> **Exercise prompt**
Exactly as they stand, write out all of the entries again.

Referring expression data:

_ _ _ _

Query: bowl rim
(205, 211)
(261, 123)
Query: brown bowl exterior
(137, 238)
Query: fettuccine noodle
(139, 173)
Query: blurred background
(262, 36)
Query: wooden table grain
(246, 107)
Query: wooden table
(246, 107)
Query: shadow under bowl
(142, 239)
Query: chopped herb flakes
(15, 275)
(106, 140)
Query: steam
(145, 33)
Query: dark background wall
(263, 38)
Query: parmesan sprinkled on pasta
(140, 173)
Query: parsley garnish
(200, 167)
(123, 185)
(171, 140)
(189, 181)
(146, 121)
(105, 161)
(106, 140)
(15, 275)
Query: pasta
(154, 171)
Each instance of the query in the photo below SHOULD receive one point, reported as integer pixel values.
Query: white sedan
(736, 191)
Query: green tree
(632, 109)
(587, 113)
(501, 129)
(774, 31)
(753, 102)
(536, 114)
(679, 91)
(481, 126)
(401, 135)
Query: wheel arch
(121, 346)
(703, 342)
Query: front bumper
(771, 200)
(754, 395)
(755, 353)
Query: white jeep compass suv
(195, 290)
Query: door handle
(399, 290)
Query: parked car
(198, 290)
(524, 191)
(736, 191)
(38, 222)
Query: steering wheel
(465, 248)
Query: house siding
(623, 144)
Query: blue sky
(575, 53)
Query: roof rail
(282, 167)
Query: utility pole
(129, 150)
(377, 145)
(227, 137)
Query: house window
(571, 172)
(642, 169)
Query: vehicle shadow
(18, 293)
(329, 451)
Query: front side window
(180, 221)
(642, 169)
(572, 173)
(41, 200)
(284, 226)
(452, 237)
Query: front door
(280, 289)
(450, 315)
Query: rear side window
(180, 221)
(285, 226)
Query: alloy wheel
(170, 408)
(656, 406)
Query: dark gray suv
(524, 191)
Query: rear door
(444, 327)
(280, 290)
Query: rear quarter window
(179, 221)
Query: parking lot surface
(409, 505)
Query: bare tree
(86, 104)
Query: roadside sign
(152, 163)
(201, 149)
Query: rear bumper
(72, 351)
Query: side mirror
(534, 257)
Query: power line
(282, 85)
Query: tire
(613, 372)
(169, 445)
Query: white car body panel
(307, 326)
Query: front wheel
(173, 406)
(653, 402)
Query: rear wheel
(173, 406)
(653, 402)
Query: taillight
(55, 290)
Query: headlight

_ _ _ _

> **Task solution**
Query: bowl rim
(205, 211)
(261, 123)
Query: brown bowl exterior
(137, 238)
Query: fettuccine noodle
(139, 173)
Query: blurred background
(262, 36)
Query: wooden table grain
(246, 107)
Query: wooden table
(246, 107)
Query: shadow under bowl
(142, 239)
Query: chopped herb flakes
(15, 275)
(106, 140)
Query: steam
(145, 33)
Query: dark background wall
(263, 38)
Query: parmesan sprinkled on pasta
(140, 173)
Query: parsley garnish
(200, 167)
(123, 185)
(171, 140)
(189, 181)
(146, 121)
(105, 161)
(106, 140)
(15, 275)
Query: pasta
(154, 171)
Each instance of the query in the photo below SHOULD receive one point, reported as integer pixel values.
Query: white sedan
(736, 191)
Query: green tree
(632, 109)
(587, 113)
(501, 129)
(774, 31)
(753, 102)
(536, 114)
(679, 91)
(481, 126)
(401, 135)
Query: wheel arch
(121, 346)
(703, 342)
Query: front bumper
(771, 200)
(754, 395)
(755, 353)
Query: white jeep compass suv
(195, 290)
Query: door handle
(399, 290)
Query: parked car
(198, 290)
(524, 191)
(736, 191)
(38, 222)
Query: steering wheel
(465, 248)
Query: house siding
(623, 144)
Query: blue sky
(575, 53)
Query: roof rail
(282, 167)
Query: utility pole
(129, 150)
(377, 145)
(227, 137)
Query: house window
(571, 172)
(642, 169)
Query: vehicle shadow
(18, 293)
(329, 451)
Query: front side window
(180, 221)
(642, 169)
(572, 173)
(41, 200)
(284, 226)
(452, 237)
Query: front door
(280, 289)
(450, 315)
Query: rear side window
(180, 221)
(285, 226)
Query: alloy wheel
(170, 408)
(656, 406)
Query: dark gray suv
(524, 191)
Query: rear door
(444, 327)
(280, 290)
Query: rear quarter window
(179, 221)
Query: parking lot surface
(409, 505)
Query: bare tree
(86, 104)
Query: roadside sign
(152, 163)
(201, 149)
Query: rear bumper
(72, 351)
Query: side mirror
(534, 257)
Query: power line
(282, 85)
Query: tire
(613, 372)
(169, 445)
Query: white car body panel
(307, 326)
Query: front wheel
(173, 406)
(653, 402)
Query: rear wheel
(173, 406)
(653, 402)
Query: taillight
(55, 290)
Query: headlight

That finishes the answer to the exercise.